■ Document excerpt
▽

September 16, 2002

Today, I have:
(1)  Updated the Prolongevity Index
(2)  Further updated yesterday's Prolongevity_Index
(3)  Moved some of the materials on the front (index) page of the website to their appropriate indices.
(4)  Investigated longevity research sites and gathered information concerning alleged  health-promoting supplements. (I won't post that until I have a clearer picture of what's recommended and why, but one of the supplements will be carnosine.)

    It's clear that the immortality or rejuvenation of germ cells is understood among those interested in the mechanisms of aging. As John Furber puts it,

 "It is noteworthy that the germ line of egg and sperm has been maintained alive and safe from senescence and oxidative decay for over a billion years. Our life is part of an unbroken chain of life, extending back in time to our earliest ancestors.

"Most of the biochemical reactions of life were developed long ago in single-celled organisms and bacteria, long before multicellular organisms arose. These single-celled organisms reproduced by dividing into two equal halves. Neither half was parent or child. Their descendants are still thriving today, living and dividing, and apparently not senile. Consequently, it is attractive to think of these protista and monera as never aging. However, there is evidence that the processes of growing and dividing are important factors in maintaining the youthful state of these cells."

    The prevailing view seems to be that germ cells keep themselves in a state of perfect repair, rather than rejuvenating when reproduction occurs. However, as John Furber has observed, there's some indication that growing and dividing is important in the maintenance of juvenescence.
    It seems to me that the question then becomes: How do germ cells completely prevent (or completely repair) free radical damage? What do they do about the cross-linking (toughening up) of "junk" inside the cell? What biochemical molecules do they use to either prevent or repair such mishaps? A company called "Alteon Pharmaceuticals" is testing a drug called ALT-711 that would restore elasticity to skin and arterial walls (lowering blood pressure). Presumably, ALT-711 is a synthetic compound. What do germ cells use to accomplish this function?  And so forth. What does Nature use to avoid or repair all the age-related damage that occurs to  somatic cells?
    A crucial point, I think, is that whatever mechanisms are involved, they have to be present in all living species! (I'm excluding viruses from my definition of "living organism".) But this would suggest that the same machinery should be present in large classes of "germ cell" organisms, if not all of them. It means that all unicellular organisms (protista and monera) must possess this machinery. And unicellular organisms must have had this digital, error-correcting machinery in place from the very beginning, so that they could create accurate replicas of themselves. 
    This raises interesting questions. I have the impression that different bacteria employ different DNA repair enzymes. Maintaining the integrity of the genome would seem to be required to pass a perfect copy of it along to daughter cells. Are there many DNA repair enzymes that can maintain a perfectly-clean genome? The example of deinococcus radiodurans comes to mind. Looking at it, it seems clear that not all DNA repair enzymes can perfectly repair genomes for reproduction under all circumstances. 

   So far, I haven't seen any mention made of this.

△

■ Work instructions
- A) From the journal entry on aging and germ cells, reproduce the passage starting at "This raises interesting" and ending at "under all circumstances.".
- B) Answer these questions using the journal entry on aging and germ cells:
(i) Which supplement does the writer say will be among those eventually posted?
(ii) Which company is testing the drug ALT-711?
(iii) What does the writer exclude from the definition of "living organism"?
- C) Translate this sentence from the journal entry on aging and germ cells into Spanish: "The prevailing view seems to be that germ cells keep themselves in a state of perfect repair, rather than rejuvenating when reproduction occurs."

■ Natural-language descriptions of regions
▽

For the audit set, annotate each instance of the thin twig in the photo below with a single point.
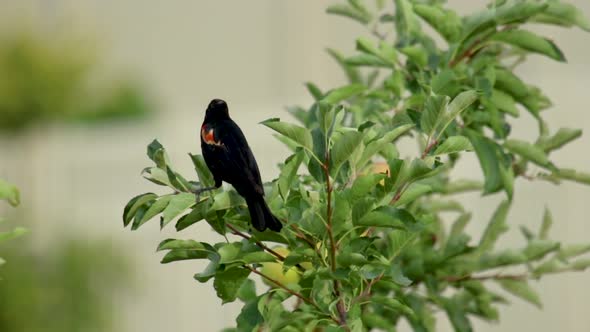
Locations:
(487, 277)
(429, 147)
(367, 292)
(290, 291)
(333, 246)
(258, 243)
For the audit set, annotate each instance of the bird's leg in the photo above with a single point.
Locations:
(199, 191)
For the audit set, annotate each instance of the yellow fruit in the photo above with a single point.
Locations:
(306, 265)
(381, 168)
(275, 271)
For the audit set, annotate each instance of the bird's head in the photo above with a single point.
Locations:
(216, 111)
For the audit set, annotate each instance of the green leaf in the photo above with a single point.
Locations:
(572, 250)
(434, 109)
(564, 14)
(487, 152)
(339, 94)
(177, 205)
(247, 291)
(580, 265)
(398, 241)
(458, 226)
(454, 144)
(571, 174)
(134, 204)
(186, 249)
(521, 288)
(350, 12)
(457, 106)
(457, 315)
(546, 225)
(406, 22)
(561, 138)
(18, 231)
(226, 200)
(344, 146)
(315, 92)
(288, 173)
(228, 282)
(156, 152)
(363, 185)
(537, 249)
(202, 170)
(249, 317)
(352, 73)
(9, 193)
(528, 151)
(531, 42)
(504, 102)
(508, 82)
(393, 304)
(416, 53)
(378, 145)
(446, 22)
(158, 206)
(157, 176)
(496, 227)
(367, 60)
(387, 216)
(413, 192)
(384, 51)
(198, 213)
(300, 135)
(171, 244)
(507, 13)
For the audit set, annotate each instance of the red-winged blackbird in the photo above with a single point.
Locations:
(230, 159)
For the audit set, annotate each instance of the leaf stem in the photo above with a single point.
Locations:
(290, 291)
(333, 245)
(258, 243)
(487, 277)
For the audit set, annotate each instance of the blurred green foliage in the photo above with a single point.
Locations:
(388, 245)
(70, 288)
(9, 193)
(46, 79)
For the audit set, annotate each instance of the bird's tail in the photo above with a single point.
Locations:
(261, 216)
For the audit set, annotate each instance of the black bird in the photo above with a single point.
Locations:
(229, 158)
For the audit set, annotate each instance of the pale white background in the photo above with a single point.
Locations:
(256, 55)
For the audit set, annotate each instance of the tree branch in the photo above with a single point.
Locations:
(333, 246)
(290, 291)
(497, 276)
(258, 243)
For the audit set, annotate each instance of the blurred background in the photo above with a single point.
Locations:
(86, 85)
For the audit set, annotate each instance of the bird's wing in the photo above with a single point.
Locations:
(237, 161)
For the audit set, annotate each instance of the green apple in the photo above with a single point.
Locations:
(275, 271)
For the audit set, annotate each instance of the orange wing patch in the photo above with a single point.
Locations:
(209, 137)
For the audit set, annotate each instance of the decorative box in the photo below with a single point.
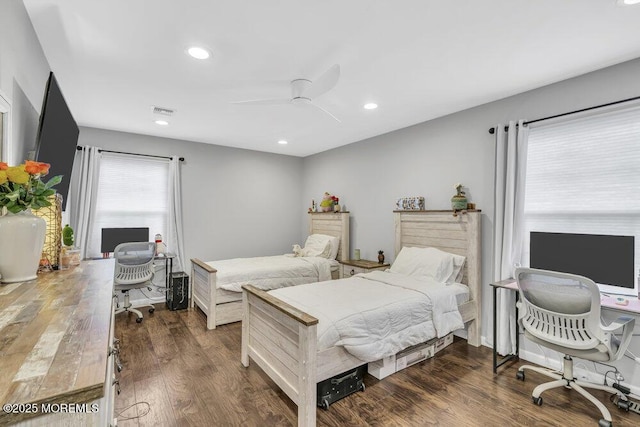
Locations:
(410, 204)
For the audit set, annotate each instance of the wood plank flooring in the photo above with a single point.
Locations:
(176, 373)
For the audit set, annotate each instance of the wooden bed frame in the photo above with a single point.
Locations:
(282, 340)
(222, 306)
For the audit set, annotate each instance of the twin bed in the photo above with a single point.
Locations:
(216, 285)
(298, 350)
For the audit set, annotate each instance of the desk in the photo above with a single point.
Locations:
(57, 347)
(606, 301)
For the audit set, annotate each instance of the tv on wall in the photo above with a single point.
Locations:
(608, 260)
(57, 136)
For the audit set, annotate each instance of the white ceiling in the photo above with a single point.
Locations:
(418, 59)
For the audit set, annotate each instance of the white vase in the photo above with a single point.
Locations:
(21, 243)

△

■ Numbered responses
- A)
This raises interesting questions. I have the impression that different bacteria employ different DNA repair enzymes. Maintaining the integrity of the genome would seem to be required to pass a perfect copy of it along to daughter cells. Are there many DNA repair enzymes that can maintain a perfectly-clean genome? The example of deinococcus radiodurans comes to mind. Looking at it, it seems clear that not all DNA repair enzymes can perfectly repair genomes for reproduction under all circumstances.

- B)
(i) Carnosine
(ii) Alteon Pharmaceuticals
(iii) Viruses

- C) La opinión predominante parece ser que las células germinales se mantienen en un estado de reparación perfecta, en lugar de rejuvenecer cuando ocurre la reproducción.